[Coordinate labeling data]

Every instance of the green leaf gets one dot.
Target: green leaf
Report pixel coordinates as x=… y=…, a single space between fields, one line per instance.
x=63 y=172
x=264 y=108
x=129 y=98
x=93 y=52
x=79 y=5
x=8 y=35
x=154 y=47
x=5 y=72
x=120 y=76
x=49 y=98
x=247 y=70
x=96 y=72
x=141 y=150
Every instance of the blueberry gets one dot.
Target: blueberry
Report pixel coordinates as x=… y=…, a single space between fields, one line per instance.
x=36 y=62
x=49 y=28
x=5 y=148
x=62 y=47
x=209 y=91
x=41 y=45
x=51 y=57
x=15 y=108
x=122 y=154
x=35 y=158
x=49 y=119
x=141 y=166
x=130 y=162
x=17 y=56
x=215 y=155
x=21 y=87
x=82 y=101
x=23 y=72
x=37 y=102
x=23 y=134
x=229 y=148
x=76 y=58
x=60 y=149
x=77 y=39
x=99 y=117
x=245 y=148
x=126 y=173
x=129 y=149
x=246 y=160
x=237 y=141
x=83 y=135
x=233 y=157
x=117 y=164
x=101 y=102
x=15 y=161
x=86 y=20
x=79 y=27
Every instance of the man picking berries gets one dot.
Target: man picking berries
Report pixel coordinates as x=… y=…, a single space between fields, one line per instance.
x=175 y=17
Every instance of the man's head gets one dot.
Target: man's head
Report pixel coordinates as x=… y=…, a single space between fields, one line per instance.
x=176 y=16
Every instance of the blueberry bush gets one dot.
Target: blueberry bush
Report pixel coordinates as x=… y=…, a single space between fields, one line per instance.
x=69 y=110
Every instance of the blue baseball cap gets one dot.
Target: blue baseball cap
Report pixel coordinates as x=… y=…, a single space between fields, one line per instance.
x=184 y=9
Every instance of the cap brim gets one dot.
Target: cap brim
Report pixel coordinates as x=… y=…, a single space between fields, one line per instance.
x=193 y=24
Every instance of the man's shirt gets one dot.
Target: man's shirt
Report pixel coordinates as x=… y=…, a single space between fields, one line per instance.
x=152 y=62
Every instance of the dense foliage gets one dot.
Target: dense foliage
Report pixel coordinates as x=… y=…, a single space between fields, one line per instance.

§ GIVEN REQUEST:
Switch each "one dot" in the records above to "one marker", and write all the records out again with nothing else changed.

§ THE REPLY:
Every instance of the green leaf gets one marker.
Target: green leaf
Report pixel coordinates as x=… y=…, a single space between fields, one line per instance.
x=63 y=172
x=264 y=108
x=129 y=98
x=93 y=52
x=79 y=5
x=8 y=35
x=154 y=47
x=5 y=72
x=120 y=76
x=49 y=98
x=247 y=70
x=96 y=72
x=141 y=150
Every instance of the blueberry gets one marker.
Target: blueberry
Report pixel coordinates as x=… y=…, a single space between fields, one line per instance.
x=36 y=62
x=49 y=28
x=5 y=148
x=62 y=47
x=209 y=91
x=41 y=45
x=51 y=57
x=15 y=108
x=122 y=154
x=35 y=158
x=49 y=119
x=141 y=166
x=130 y=162
x=17 y=56
x=215 y=155
x=21 y=87
x=82 y=101
x=23 y=72
x=37 y=102
x=23 y=134
x=229 y=148
x=76 y=58
x=60 y=149
x=77 y=39
x=99 y=117
x=245 y=148
x=126 y=173
x=129 y=149
x=246 y=160
x=237 y=141
x=83 y=135
x=233 y=157
x=117 y=164
x=101 y=102
x=15 y=161
x=86 y=20
x=79 y=27
Every instance of the man picking berries gets one marker.
Target: man picking berries
Report pixel coordinates as x=… y=…, a single space between fields, one line per instance.
x=175 y=17
Every instance of the man's head gets one marker.
Target: man's head
Report pixel coordinates as x=… y=…, a single space between fields, one line per instance.
x=176 y=16
Every instance of the blueberry bush gets one marker.
Target: blueberry bush
Report pixel coordinates as x=… y=…, a single space between fields, one line per instance.
x=69 y=110
Every instance of the blue baseball cap gets one marker.
Target: blue baseball cap
Report pixel coordinates as x=… y=…, a single space between fields, one line per instance.
x=184 y=9
Every instance of the cap brim gets one marker.
Target: cap brim
Report pixel coordinates as x=… y=…, a single space between fields, one line per instance.
x=193 y=24
Every instance of the man's shirt gets one marker.
Target: man's shirt
Report pixel coordinates as x=… y=…, a single space between fields, one line per instance.
x=152 y=62
Every instance of the dense foliage gets one marker.
Target: dense foliage
Report pixel coordinates as x=… y=…, a single space between fields, one line per instance.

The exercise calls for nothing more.